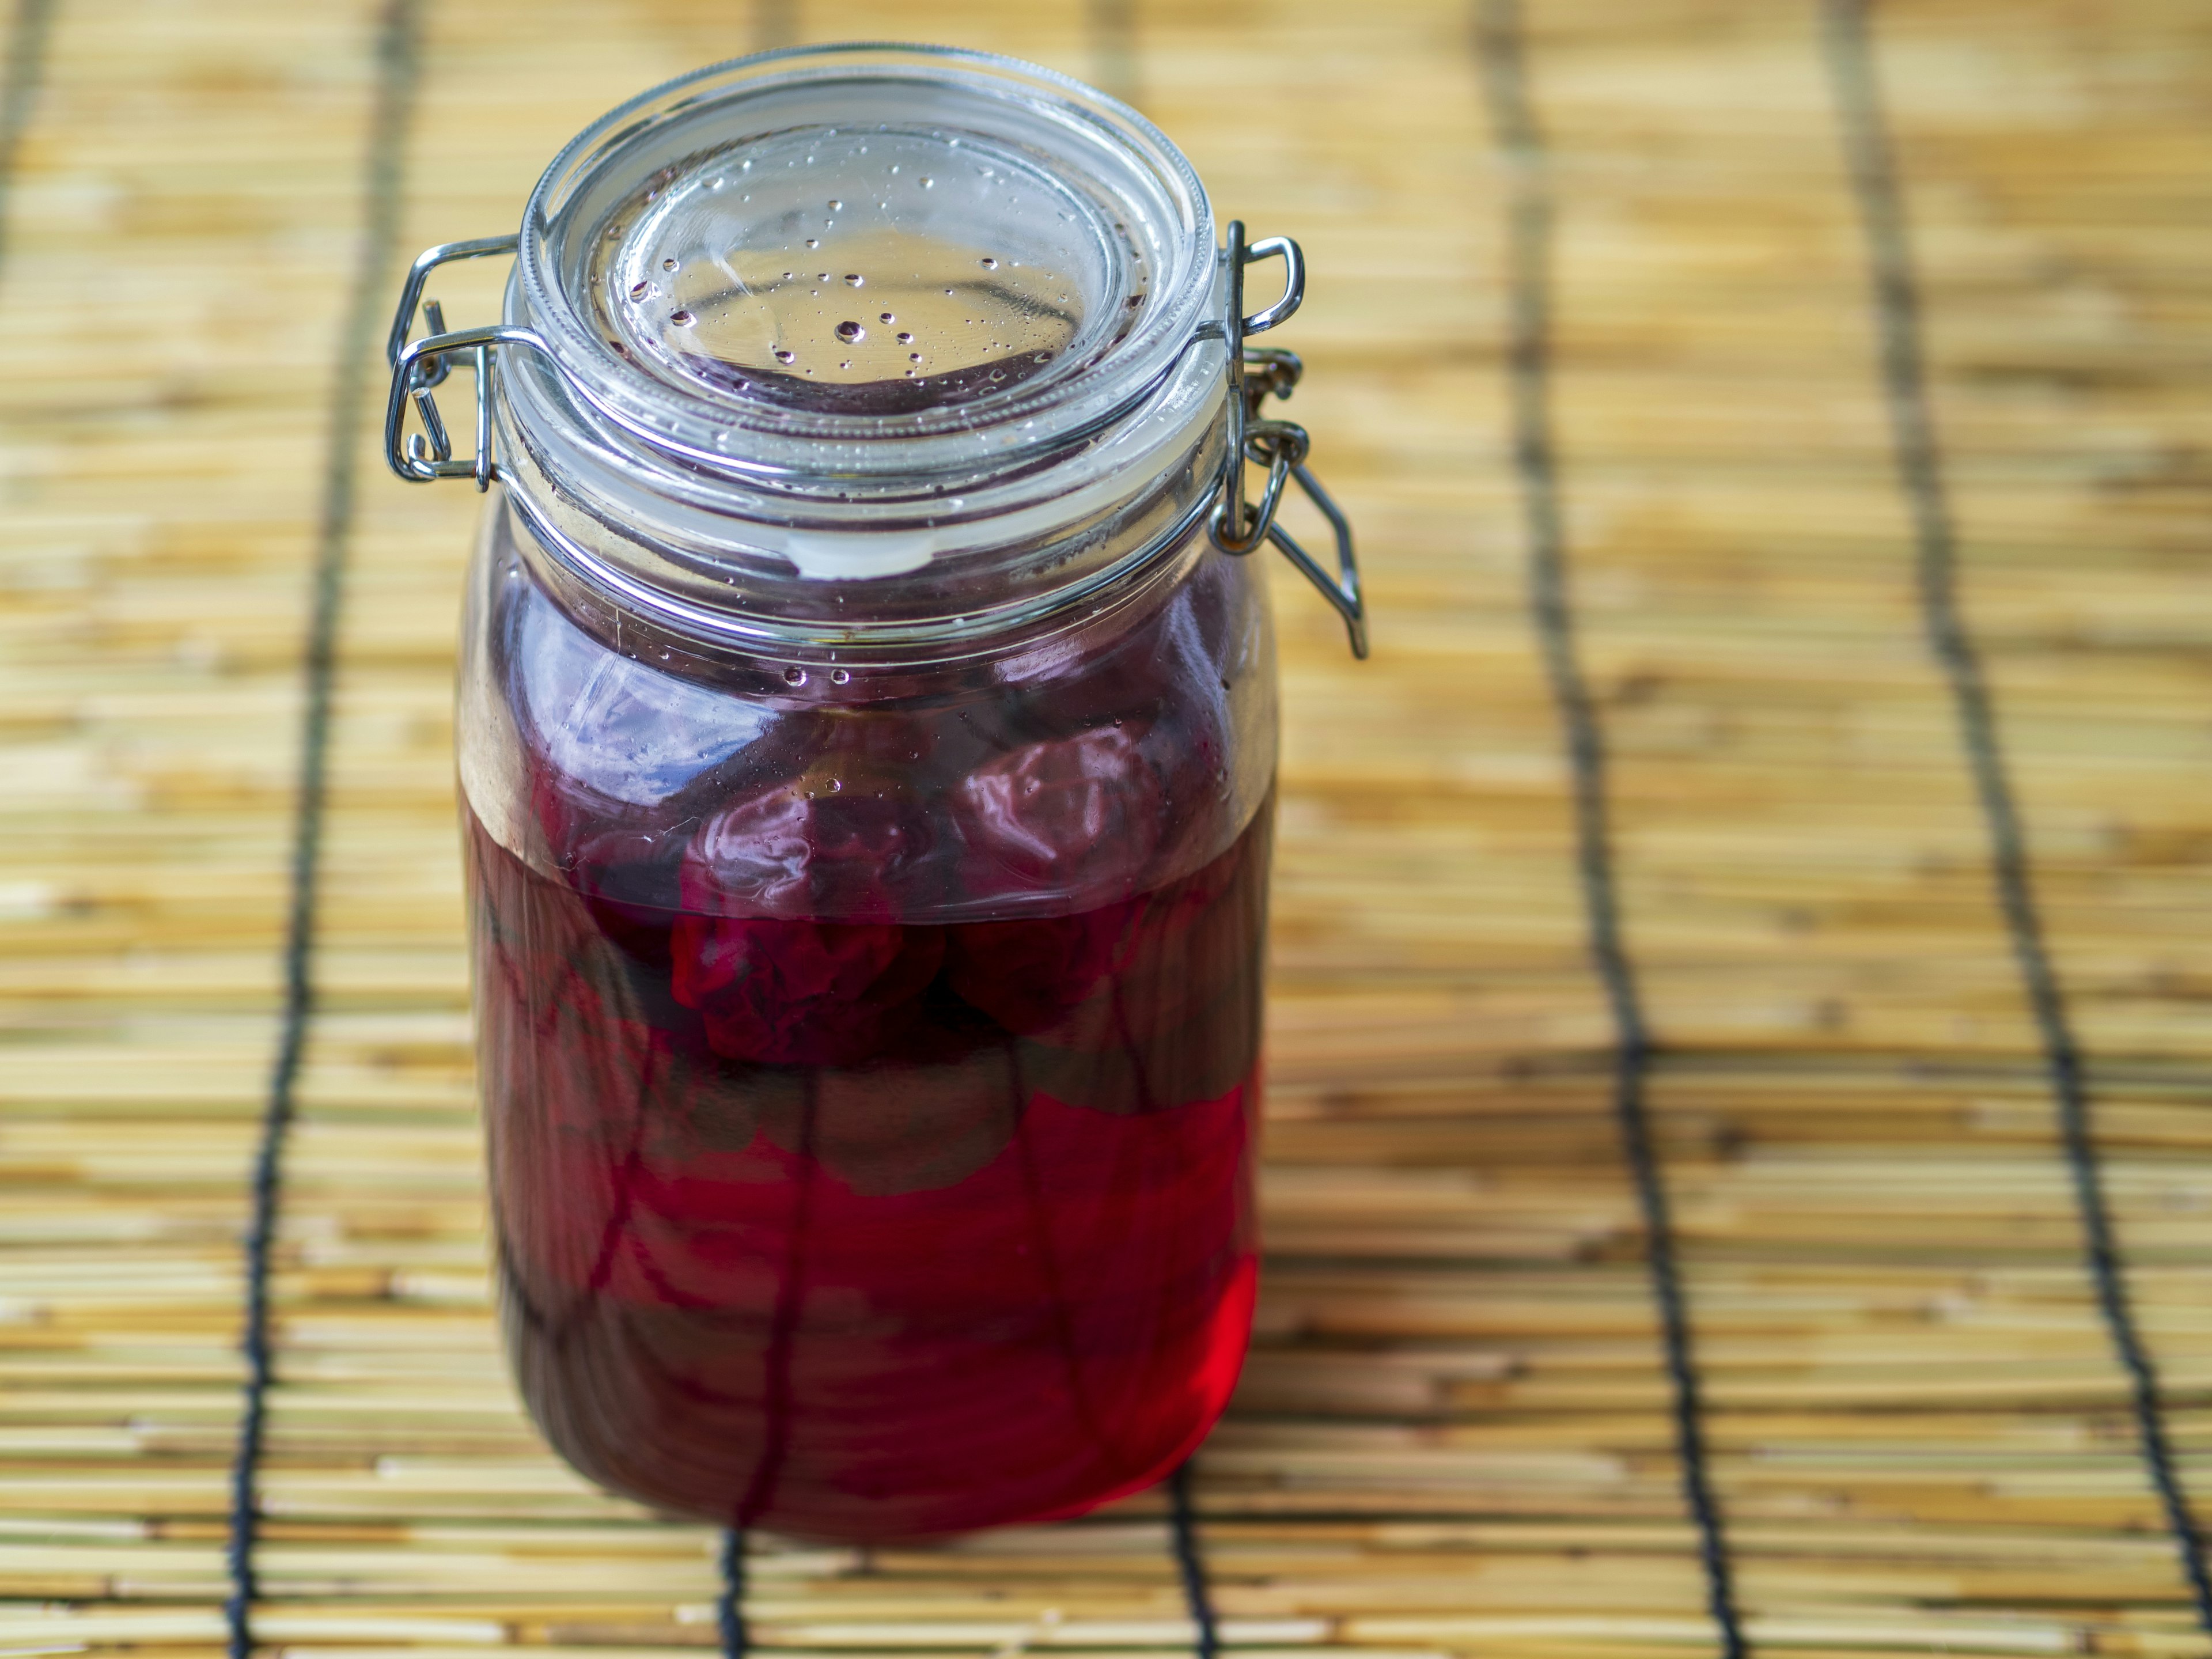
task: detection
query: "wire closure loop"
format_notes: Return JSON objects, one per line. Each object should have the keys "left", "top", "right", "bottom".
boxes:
{"left": 382, "top": 224, "right": 1368, "bottom": 657}
{"left": 1208, "top": 221, "right": 1300, "bottom": 555}
{"left": 1206, "top": 222, "right": 1368, "bottom": 659}
{"left": 384, "top": 235, "right": 527, "bottom": 491}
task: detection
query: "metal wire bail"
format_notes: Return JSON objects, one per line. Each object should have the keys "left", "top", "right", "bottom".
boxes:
{"left": 384, "top": 235, "right": 533, "bottom": 491}
{"left": 1206, "top": 221, "right": 1369, "bottom": 660}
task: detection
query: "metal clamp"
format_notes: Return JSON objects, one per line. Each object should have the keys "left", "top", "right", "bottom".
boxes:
{"left": 384, "top": 234, "right": 540, "bottom": 490}
{"left": 1206, "top": 221, "right": 1368, "bottom": 659}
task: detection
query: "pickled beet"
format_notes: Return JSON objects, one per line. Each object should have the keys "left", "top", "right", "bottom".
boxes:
{"left": 673, "top": 915, "right": 945, "bottom": 1065}
{"left": 471, "top": 800, "right": 1270, "bottom": 1539}
{"left": 943, "top": 905, "right": 1138, "bottom": 1035}
{"left": 955, "top": 726, "right": 1166, "bottom": 890}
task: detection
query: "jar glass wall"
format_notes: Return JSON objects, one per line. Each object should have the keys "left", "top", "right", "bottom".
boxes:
{"left": 463, "top": 494, "right": 1273, "bottom": 1538}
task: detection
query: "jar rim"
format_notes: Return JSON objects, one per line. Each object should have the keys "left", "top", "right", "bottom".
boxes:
{"left": 514, "top": 43, "right": 1218, "bottom": 481}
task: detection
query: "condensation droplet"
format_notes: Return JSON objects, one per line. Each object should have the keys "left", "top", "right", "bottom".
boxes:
{"left": 804, "top": 237, "right": 819, "bottom": 249}
{"left": 835, "top": 321, "right": 865, "bottom": 344}
{"left": 880, "top": 312, "right": 895, "bottom": 324}
{"left": 828, "top": 198, "right": 842, "bottom": 210}
{"left": 669, "top": 310, "right": 694, "bottom": 326}
{"left": 843, "top": 273, "right": 863, "bottom": 287}
{"left": 919, "top": 176, "right": 934, "bottom": 188}
{"left": 897, "top": 332, "right": 915, "bottom": 344}
{"left": 662, "top": 257, "right": 677, "bottom": 272}
{"left": 783, "top": 666, "right": 806, "bottom": 685}
{"left": 774, "top": 349, "right": 796, "bottom": 365}
{"left": 909, "top": 352, "right": 923, "bottom": 362}
{"left": 830, "top": 668, "right": 851, "bottom": 685}
{"left": 979, "top": 256, "right": 998, "bottom": 270}
{"left": 1127, "top": 294, "right": 1144, "bottom": 309}
{"left": 628, "top": 281, "right": 649, "bottom": 301}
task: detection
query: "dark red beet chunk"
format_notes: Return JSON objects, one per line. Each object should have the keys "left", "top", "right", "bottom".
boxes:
{"left": 683, "top": 772, "right": 938, "bottom": 919}
{"left": 668, "top": 777, "right": 948, "bottom": 1064}
{"left": 943, "top": 906, "right": 1138, "bottom": 1035}
{"left": 673, "top": 914, "right": 945, "bottom": 1064}
{"left": 954, "top": 726, "right": 1165, "bottom": 892}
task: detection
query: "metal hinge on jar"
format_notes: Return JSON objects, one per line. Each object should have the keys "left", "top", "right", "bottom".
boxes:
{"left": 1207, "top": 221, "right": 1368, "bottom": 660}
{"left": 383, "top": 224, "right": 1368, "bottom": 659}
{"left": 381, "top": 233, "right": 540, "bottom": 493}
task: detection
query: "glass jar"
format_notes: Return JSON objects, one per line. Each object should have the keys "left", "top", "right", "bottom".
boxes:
{"left": 385, "top": 43, "right": 1363, "bottom": 1541}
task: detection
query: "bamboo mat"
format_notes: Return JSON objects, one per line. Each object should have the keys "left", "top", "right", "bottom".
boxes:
{"left": 3, "top": 0, "right": 2211, "bottom": 1654}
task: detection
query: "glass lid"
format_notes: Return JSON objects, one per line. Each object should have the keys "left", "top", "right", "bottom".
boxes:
{"left": 515, "top": 44, "right": 1215, "bottom": 474}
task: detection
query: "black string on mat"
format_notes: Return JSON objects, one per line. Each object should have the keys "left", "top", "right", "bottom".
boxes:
{"left": 1472, "top": 3, "right": 1747, "bottom": 1654}
{"left": 1168, "top": 1460, "right": 1221, "bottom": 1659}
{"left": 1819, "top": 0, "right": 2212, "bottom": 1633}
{"left": 719, "top": 1474, "right": 1214, "bottom": 1658}
{"left": 222, "top": 3, "right": 423, "bottom": 1655}
{"left": 717, "top": 1528, "right": 749, "bottom": 1659}
{"left": 0, "top": 0, "right": 58, "bottom": 276}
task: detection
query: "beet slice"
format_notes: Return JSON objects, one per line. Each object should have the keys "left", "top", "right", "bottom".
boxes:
{"left": 943, "top": 903, "right": 1142, "bottom": 1035}
{"left": 954, "top": 726, "right": 1166, "bottom": 895}
{"left": 671, "top": 913, "right": 944, "bottom": 1065}
{"left": 669, "top": 777, "right": 945, "bottom": 1065}
{"left": 684, "top": 774, "right": 937, "bottom": 919}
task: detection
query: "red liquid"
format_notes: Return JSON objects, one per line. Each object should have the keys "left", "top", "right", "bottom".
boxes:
{"left": 469, "top": 804, "right": 1267, "bottom": 1539}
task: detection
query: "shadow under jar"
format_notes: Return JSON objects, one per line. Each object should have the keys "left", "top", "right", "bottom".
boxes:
{"left": 387, "top": 43, "right": 1363, "bottom": 1542}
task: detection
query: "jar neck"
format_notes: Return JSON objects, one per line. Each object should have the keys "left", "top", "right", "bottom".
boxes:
{"left": 493, "top": 315, "right": 1229, "bottom": 666}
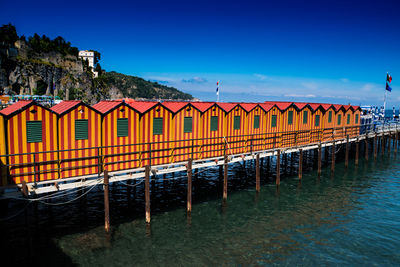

================

• _Work task_: Search the material for the string "wire" and return each line that has it.

• _Result_:
query: "wire closure loop"
query: "metal wire bail"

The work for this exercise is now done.